- Document segment
^^^^^^^^
CSV to Database Import: Complete Guide (MySQL, PostgreSQL, SQL Server) - 2025

Jan 19, 2025
csvdatabasemysqlpostgresql
0

Importing CSV files into databases is a fundamental skill for data professionals, developers, and analysts. Whether you're migrating data from legacy systems, importing bulk data for analysis, or setting up data pipelines, knowing how to efficiently import CSV data into different database systems is crucial for successful data management.

This comprehensive guide will teach you how to import CSV files into the three most popular database systems: MySQL, PostgreSQL, and SQL Server. You'll learn the specific commands, best practices, and troubleshooting techniques for each system, along with advanced strategies for handling large datasets and complex data types.

Understanding CSV to Database Import

Before diving into specific database systems, let's understand the general process and common challenges.
^^^^^^^^
- Short problem 1
Name every database system the CSV import guide covers.
- Short problem 2
Reproduce the CSV import guide from "This comprehensive guide" to "complex data types.".

- Material provided
^^^^^^^^
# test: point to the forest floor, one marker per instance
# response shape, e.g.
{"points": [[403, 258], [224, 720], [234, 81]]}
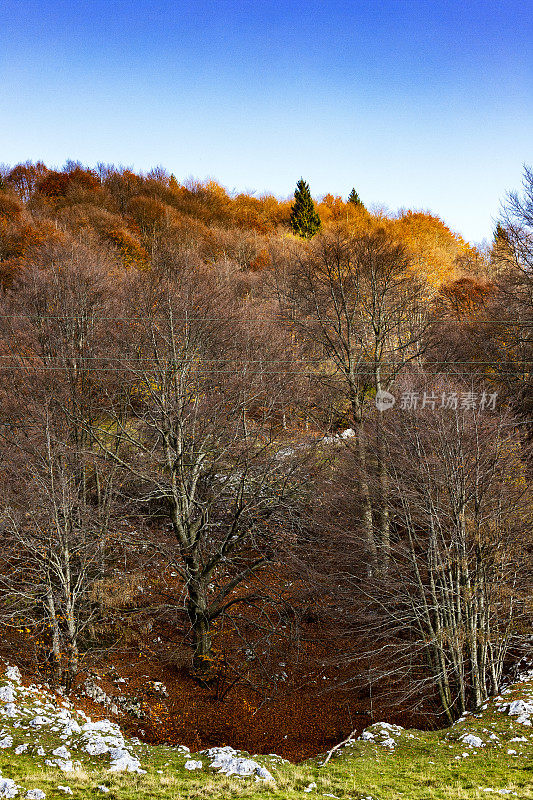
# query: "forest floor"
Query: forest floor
{"points": [[49, 748]]}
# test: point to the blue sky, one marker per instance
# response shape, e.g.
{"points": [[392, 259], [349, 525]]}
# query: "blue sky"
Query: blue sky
{"points": [[417, 103]]}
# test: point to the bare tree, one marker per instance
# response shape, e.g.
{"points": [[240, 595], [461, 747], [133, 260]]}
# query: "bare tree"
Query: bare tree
{"points": [[195, 434], [461, 512], [358, 308]]}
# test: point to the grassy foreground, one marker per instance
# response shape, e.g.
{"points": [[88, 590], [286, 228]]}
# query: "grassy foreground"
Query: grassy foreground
{"points": [[389, 763]]}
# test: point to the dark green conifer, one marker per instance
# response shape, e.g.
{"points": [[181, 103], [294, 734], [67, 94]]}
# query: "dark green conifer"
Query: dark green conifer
{"points": [[304, 219], [355, 199]]}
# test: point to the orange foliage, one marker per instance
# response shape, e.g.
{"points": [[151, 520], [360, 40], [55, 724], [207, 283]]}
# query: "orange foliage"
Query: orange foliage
{"points": [[433, 246], [57, 184]]}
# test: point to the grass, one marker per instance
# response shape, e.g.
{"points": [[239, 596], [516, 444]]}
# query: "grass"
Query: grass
{"points": [[421, 766]]}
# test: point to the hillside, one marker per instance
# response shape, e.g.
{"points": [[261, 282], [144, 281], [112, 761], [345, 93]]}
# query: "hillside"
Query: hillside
{"points": [[267, 479], [50, 749]]}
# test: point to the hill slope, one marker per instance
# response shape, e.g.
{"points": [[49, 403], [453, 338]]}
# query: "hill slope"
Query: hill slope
{"points": [[50, 749]]}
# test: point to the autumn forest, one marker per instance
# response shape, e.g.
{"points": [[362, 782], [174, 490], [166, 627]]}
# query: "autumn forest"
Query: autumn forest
{"points": [[274, 455]]}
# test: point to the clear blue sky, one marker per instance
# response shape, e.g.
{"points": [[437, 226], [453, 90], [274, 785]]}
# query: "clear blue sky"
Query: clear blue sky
{"points": [[417, 103]]}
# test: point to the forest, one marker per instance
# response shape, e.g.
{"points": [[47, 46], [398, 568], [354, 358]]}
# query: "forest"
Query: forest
{"points": [[266, 464]]}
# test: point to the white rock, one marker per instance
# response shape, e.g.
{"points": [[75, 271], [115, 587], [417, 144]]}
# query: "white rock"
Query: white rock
{"points": [[126, 763], [61, 752], [13, 674], [473, 741], [8, 788], [228, 762], [96, 747], [519, 708], [7, 695]]}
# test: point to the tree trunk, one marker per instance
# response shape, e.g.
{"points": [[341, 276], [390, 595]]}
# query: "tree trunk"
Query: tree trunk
{"points": [[56, 649]]}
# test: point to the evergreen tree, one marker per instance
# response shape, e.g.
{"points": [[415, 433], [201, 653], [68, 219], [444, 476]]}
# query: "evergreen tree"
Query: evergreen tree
{"points": [[304, 219], [355, 199]]}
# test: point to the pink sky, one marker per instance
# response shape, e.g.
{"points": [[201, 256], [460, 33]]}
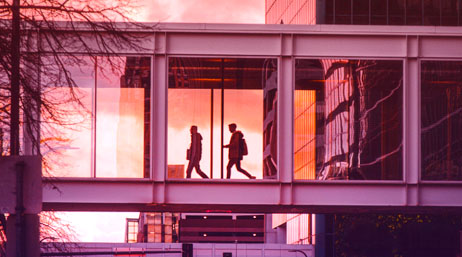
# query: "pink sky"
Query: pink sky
{"points": [[212, 11], [218, 11]]}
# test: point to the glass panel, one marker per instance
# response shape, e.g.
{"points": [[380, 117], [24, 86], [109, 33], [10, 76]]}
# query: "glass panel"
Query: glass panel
{"points": [[66, 115], [432, 12], [72, 131], [396, 12], [378, 12], [360, 11], [348, 120], [222, 91], [121, 104], [441, 103], [342, 11], [414, 12], [449, 13], [329, 11]]}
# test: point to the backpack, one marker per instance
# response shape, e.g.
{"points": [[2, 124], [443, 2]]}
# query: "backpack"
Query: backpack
{"points": [[243, 146]]}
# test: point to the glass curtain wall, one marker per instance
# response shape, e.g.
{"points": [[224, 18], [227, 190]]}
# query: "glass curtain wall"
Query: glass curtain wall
{"points": [[99, 127], [205, 96], [394, 12], [348, 119], [441, 120]]}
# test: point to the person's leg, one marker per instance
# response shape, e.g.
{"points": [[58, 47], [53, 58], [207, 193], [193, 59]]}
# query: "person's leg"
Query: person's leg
{"points": [[199, 171], [231, 162], [238, 167]]}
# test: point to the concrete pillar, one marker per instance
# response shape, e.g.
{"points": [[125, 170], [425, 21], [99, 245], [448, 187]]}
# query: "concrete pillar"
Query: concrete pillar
{"points": [[30, 244]]}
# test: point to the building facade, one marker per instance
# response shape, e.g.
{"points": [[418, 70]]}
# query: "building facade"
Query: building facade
{"points": [[365, 12]]}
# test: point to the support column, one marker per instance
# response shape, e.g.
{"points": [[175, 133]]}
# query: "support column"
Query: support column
{"points": [[31, 236]]}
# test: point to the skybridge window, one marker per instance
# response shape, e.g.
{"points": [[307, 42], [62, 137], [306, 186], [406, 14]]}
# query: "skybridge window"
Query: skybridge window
{"points": [[348, 120], [214, 104], [97, 122], [441, 120]]}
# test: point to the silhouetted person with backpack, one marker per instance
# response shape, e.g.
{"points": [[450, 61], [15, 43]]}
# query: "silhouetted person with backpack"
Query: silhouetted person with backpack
{"points": [[237, 149], [194, 153]]}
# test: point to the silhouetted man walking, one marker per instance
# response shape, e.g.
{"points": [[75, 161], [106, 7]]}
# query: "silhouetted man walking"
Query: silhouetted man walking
{"points": [[235, 151], [195, 153]]}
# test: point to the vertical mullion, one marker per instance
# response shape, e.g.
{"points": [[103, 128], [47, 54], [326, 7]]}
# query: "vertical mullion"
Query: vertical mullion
{"points": [[222, 112], [93, 120]]}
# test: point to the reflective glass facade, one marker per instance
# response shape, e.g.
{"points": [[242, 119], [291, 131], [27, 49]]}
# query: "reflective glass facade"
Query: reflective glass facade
{"points": [[107, 129], [364, 12], [393, 12], [210, 94], [348, 119], [441, 124]]}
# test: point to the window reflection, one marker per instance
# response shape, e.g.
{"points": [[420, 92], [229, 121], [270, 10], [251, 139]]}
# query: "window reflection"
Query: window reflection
{"points": [[393, 12], [347, 120], [107, 130], [441, 105], [210, 94]]}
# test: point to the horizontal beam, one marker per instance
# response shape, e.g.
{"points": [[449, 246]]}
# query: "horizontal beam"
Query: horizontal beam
{"points": [[251, 196]]}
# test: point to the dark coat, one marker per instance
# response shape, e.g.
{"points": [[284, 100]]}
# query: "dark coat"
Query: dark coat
{"points": [[234, 145]]}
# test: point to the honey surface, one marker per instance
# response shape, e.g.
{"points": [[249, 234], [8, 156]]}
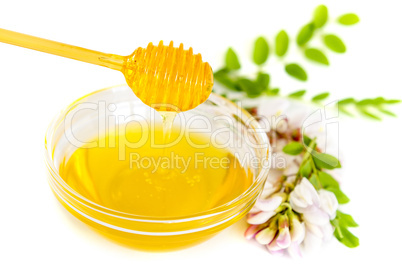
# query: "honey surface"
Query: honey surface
{"points": [[186, 180]]}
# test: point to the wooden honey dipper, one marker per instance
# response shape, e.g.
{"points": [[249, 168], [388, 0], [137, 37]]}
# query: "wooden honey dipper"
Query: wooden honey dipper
{"points": [[158, 75]]}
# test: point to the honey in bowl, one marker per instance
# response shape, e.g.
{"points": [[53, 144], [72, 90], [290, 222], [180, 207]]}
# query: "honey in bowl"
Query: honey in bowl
{"points": [[163, 206], [177, 181]]}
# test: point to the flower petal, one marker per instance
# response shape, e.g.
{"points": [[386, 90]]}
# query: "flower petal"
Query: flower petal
{"points": [[329, 203], [283, 239], [297, 230], [294, 250], [265, 236], [260, 217], [316, 216], [251, 231]]}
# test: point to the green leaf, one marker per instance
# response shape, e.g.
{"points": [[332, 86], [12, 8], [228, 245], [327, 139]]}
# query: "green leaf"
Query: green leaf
{"points": [[343, 110], [273, 91], [334, 43], [249, 87], [348, 19], [261, 51], [316, 55], [263, 80], [370, 114], [342, 198], [346, 237], [305, 34], [392, 101], [297, 94], [327, 180], [387, 112], [296, 71], [231, 60], [345, 220], [346, 101], [293, 148], [281, 43], [223, 77], [325, 161], [320, 97], [306, 140], [320, 16], [306, 169], [314, 181]]}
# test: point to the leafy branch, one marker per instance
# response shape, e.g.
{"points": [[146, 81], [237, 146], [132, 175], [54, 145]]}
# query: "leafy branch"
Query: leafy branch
{"points": [[259, 85], [313, 168]]}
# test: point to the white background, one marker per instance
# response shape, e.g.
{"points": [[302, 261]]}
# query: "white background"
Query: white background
{"points": [[36, 230]]}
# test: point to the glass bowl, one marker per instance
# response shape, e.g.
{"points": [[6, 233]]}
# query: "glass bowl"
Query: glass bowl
{"points": [[76, 125]]}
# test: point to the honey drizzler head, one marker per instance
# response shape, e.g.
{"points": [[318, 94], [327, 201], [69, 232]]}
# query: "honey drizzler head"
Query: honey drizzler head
{"points": [[161, 75], [165, 77]]}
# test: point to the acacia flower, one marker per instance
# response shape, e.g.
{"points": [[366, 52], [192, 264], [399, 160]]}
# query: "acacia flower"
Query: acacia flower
{"points": [[304, 198], [329, 203]]}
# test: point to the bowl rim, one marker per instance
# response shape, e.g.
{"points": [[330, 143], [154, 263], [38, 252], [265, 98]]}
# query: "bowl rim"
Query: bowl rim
{"points": [[48, 153]]}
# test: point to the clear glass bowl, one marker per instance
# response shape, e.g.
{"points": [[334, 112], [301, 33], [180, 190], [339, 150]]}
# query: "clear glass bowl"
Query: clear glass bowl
{"points": [[70, 128]]}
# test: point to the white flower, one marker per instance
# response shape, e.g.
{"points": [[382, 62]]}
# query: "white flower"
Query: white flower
{"points": [[251, 231], [297, 230], [304, 197], [265, 236], [260, 217], [323, 232], [316, 216], [269, 204], [329, 203]]}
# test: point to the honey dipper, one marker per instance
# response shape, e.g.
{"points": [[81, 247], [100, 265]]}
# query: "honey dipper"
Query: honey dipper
{"points": [[156, 74]]}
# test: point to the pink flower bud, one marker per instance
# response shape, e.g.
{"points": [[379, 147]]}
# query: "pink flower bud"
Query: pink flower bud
{"points": [[265, 236], [260, 217]]}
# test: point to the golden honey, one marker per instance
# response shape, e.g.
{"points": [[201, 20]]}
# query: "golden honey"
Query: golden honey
{"points": [[148, 181]]}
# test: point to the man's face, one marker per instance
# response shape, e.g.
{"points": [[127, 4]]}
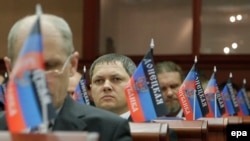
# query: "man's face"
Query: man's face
{"points": [[54, 58], [107, 87], [170, 83]]}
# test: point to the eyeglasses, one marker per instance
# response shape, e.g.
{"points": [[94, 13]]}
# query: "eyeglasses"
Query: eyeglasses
{"points": [[57, 72]]}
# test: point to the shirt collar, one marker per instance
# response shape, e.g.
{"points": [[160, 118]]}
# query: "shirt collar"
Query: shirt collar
{"points": [[125, 115]]}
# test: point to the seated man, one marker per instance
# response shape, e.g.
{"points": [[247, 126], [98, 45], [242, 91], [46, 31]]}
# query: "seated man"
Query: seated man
{"points": [[109, 74], [170, 78], [73, 82], [57, 49]]}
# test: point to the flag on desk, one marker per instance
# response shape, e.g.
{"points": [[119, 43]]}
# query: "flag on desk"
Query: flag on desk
{"points": [[191, 96], [27, 90], [143, 92], [229, 98], [80, 94], [3, 91], [243, 100], [214, 98]]}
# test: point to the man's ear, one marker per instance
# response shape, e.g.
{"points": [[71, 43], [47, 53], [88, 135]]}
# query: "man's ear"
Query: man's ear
{"points": [[74, 63], [7, 62]]}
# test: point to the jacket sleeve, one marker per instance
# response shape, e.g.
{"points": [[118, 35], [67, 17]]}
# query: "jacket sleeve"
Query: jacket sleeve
{"points": [[3, 124]]}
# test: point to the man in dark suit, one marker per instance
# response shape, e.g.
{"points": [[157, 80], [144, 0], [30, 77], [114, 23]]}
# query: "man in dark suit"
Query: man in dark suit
{"points": [[109, 74], [60, 63], [170, 76]]}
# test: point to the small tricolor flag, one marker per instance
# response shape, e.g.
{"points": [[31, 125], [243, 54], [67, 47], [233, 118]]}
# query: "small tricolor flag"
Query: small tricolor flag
{"points": [[80, 94], [143, 92], [214, 97], [27, 90], [229, 98], [3, 91], [243, 100], [191, 96]]}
^^^^^^^^
- Task answer 1
MySQL, PostgreSQL, SQL Server

- Task answer 2
This comprehensive guide will teach you how to import CSV files into the three most popular database systems: MySQL, PostgreSQL, and SQL Server. You'll learn the specific commands, best practices, and troubleshooting techniques for each system, along with advanced strategies for handling large datasets and complex data types.